Aim of the exercise
For each line of the listing below that contains the string "after", copy the line.

Exercise materials
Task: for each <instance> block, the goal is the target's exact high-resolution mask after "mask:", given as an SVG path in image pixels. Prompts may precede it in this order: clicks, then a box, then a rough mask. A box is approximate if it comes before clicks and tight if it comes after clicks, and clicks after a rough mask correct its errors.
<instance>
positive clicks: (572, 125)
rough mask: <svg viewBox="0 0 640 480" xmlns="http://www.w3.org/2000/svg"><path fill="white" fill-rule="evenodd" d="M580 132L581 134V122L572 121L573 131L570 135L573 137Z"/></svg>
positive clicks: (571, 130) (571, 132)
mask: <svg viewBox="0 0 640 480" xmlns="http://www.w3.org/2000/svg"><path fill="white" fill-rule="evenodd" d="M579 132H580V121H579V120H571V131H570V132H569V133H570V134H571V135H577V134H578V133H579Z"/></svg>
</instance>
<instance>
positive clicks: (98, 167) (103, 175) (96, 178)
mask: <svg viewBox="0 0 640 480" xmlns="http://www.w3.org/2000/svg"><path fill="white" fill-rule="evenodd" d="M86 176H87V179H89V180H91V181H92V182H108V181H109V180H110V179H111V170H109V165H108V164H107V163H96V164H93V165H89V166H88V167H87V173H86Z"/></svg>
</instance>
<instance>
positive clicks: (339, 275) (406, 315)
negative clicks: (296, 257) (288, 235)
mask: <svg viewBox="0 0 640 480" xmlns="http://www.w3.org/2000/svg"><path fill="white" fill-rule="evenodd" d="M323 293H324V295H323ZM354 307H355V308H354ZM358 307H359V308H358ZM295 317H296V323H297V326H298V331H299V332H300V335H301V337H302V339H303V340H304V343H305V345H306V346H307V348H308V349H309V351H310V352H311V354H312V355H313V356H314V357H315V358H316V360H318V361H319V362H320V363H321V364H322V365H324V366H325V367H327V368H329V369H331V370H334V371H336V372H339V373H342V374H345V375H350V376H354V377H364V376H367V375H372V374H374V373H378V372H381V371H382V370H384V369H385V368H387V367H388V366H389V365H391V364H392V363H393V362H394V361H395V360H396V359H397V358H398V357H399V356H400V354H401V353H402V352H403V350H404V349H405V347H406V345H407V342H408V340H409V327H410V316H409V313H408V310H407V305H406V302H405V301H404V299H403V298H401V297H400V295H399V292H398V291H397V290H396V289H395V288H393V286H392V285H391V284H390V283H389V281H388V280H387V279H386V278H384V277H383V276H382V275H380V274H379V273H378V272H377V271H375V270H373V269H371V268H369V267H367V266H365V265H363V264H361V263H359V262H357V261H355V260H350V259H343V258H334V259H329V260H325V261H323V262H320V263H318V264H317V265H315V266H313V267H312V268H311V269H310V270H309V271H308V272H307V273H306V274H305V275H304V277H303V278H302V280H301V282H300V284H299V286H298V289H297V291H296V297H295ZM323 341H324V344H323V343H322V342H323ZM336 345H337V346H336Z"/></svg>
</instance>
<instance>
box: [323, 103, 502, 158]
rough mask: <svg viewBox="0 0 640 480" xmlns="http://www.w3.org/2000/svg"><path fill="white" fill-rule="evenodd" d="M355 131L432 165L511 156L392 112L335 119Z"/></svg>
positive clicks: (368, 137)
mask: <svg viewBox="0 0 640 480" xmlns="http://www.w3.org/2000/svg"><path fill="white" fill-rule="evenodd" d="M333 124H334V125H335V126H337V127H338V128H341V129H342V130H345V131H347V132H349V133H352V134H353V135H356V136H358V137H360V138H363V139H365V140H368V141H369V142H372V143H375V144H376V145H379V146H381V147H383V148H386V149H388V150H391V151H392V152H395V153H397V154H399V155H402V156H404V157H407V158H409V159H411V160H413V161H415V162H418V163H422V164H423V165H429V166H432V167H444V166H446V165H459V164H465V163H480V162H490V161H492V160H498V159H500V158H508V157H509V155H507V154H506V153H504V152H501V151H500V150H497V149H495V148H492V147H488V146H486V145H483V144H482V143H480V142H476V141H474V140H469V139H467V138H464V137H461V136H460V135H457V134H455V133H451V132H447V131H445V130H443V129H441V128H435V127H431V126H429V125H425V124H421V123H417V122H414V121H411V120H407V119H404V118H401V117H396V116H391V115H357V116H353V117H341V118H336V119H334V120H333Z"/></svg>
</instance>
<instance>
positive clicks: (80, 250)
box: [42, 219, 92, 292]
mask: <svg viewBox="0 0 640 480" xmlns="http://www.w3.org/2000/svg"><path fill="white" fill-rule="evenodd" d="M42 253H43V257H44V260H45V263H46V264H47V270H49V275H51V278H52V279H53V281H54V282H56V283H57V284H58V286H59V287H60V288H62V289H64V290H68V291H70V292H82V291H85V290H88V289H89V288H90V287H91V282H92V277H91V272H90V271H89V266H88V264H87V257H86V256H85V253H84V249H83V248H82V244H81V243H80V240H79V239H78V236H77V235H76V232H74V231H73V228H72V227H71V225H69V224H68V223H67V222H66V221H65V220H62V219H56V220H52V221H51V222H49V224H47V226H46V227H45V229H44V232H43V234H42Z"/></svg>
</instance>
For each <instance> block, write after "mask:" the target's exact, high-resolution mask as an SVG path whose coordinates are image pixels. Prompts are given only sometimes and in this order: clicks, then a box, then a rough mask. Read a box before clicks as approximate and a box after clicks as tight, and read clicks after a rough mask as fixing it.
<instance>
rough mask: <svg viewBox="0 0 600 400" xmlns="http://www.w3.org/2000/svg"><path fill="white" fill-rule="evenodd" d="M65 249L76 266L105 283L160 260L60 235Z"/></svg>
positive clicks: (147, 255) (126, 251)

Solution
Task: for each <instance> block, the goal is the target's exact high-resolution mask after "mask:", given as an SVG path in image pixels. Prompts may precede it in this order: clicks, then a box, then a rough mask. A box is approximate if it comes before clicks and tight if it comes after clicks, and clicks after a rough mask correct its errors.
For each <instance> block, write after "mask:" the target's exact, high-resolution mask as an SVG path whose coordinates are image pixels. Prompts are given only sometimes and in this order: clicks, then a box, then a rough mask. Read a box before clicks as approximate and a box after clicks as tight, and read clicks after a rough mask as fixing it.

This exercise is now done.